Document section:
Sunday, March 15, 2015
The AT40 Blog/March 17, 1984: They "Don't Know" all about Tracey Ullman
Comedians or comediennes don't make for great singers. Go through the list of comedians/comediennes and you 'll find no Top 40 songs being sung. You get Bill Cosby doing a take on Stevie Wonder's "Uptight" with his song "Little Ole Man" in 1967, but the comedian is mostly talking throughout the record.
And that's what made Tracey Ullman's appearance on American Top 40 in the spring of 1984 unique. She came in at No. 34, the highest debuting song of the week of March 17, 1984, with "They Don't Know," a song that was written and first recorded by Kirsty MacColl in 1979 with little success. When Ullman recorded it, her backing vocalist on the song was none other than the woman who wrote the song to begin with -- MacColl. Already a No. 2 hit in her native England, "They Don't Know" would ultimately peak at No. 8 and would be the only Top 40 hit in the U.S. for Ullman, born Trace Ullman in Slough, Berkshire, England, on December 30, 1959.
Ullman, though, was a comedienne, making her living on the British television show Three Of A Kind when she was approached by the wife of Stiff Records wife Dave Robinson at the local hairdresser if she wanted to make an album. Said Ullman, "I said, 'Yeah I want to make a record' I would've tried anything."

Listed records:
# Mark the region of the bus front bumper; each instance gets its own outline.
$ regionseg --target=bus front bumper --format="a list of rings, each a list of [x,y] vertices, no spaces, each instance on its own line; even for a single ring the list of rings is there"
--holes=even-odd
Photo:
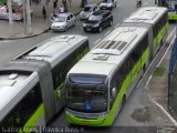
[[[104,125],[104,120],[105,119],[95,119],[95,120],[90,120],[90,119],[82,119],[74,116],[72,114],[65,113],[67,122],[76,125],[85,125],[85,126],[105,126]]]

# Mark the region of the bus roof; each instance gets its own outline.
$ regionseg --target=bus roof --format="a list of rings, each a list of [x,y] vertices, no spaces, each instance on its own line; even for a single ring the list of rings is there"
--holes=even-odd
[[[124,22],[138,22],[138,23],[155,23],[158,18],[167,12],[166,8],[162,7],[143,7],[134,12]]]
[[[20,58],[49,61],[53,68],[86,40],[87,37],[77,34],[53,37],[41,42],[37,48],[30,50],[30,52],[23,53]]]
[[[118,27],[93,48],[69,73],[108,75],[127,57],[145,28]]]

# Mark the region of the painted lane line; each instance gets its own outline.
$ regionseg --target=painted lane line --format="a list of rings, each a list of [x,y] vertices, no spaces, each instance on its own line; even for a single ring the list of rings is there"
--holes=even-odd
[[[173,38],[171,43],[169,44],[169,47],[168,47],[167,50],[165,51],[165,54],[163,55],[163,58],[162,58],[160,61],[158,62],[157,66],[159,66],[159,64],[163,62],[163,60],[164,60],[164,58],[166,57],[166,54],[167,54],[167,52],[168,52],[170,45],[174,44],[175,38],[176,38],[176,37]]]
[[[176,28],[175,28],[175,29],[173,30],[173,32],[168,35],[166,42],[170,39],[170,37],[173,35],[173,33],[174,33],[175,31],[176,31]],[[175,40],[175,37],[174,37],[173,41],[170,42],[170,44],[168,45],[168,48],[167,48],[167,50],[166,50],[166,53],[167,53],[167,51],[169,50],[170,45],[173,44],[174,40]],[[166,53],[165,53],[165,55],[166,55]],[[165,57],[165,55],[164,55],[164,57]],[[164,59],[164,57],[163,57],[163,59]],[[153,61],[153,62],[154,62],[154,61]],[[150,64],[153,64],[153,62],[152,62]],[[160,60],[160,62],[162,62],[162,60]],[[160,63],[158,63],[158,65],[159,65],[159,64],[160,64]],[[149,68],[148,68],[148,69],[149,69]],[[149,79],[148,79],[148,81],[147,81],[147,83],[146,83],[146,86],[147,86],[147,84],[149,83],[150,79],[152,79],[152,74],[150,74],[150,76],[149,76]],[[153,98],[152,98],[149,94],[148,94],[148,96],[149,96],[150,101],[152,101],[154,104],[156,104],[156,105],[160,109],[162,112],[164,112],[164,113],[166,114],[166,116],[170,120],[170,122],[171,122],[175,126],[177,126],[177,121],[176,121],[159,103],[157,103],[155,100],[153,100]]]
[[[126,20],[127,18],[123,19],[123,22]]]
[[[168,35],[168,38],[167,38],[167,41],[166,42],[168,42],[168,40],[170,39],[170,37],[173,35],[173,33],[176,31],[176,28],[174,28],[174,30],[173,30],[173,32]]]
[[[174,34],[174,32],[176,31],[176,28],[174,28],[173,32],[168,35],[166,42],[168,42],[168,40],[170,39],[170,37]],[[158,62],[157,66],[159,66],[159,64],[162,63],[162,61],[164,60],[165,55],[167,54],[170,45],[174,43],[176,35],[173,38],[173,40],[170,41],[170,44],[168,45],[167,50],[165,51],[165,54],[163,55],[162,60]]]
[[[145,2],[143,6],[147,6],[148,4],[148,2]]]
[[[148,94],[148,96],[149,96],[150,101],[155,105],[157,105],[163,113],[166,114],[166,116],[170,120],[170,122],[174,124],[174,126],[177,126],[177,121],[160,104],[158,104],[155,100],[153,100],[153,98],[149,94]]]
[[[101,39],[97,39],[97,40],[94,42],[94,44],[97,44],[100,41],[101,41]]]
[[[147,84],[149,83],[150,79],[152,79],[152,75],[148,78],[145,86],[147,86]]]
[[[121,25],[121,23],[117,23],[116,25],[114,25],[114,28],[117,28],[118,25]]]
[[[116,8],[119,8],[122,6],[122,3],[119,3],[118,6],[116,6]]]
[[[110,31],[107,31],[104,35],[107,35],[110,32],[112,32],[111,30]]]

What you will do: Reproduce the entire Tracey Ullman blog post above, word for word.

Exercise output:
Sunday, March 15, 2015
The AT40 Blog/March 17, 1984: They "Don't Know" all about Tracey Ullman
Comedians or comediennes don't make for great singers. Go through the list of comedians/comediennes and you 'll find no Top 40 songs being sung. You get Bill Cosby doing a take on Stevie Wonder's "Uptight" with his song "Little Ole Man" in 1967, but the comedian is mostly talking throughout the record.
And that's what made Tracey Ullman's appearance on American Top 40 in the spring of 1984 unique. She came in at No. 34, the highest debuting song of the week of March 17, 1984, with "They Don't Know," a song that was written and first recorded by Kirsty MacColl in 1979 with little success. When Ullman recorded it, her backing vocalist on the song was none other than the woman who wrote the song to begin with -- MacColl. Already a No. 2 hit in her native England, "They Don't Know" would ultimately peak at No. 8 and would be the only Top 40 hit in the U.S. for Ullman, born Trace Ullman in Slough, Berkshire, England, on December 30, 1959.
Ullman, though, was a comedienne, making her living on the British television show Three Of A Kind when she was approached by the wife of Stiff Records wife Dave Robinson at the local hairdresser if she wanted to make an album. Said Ullman, "I said, 'Yeah I want to make a record' I would've tried anything."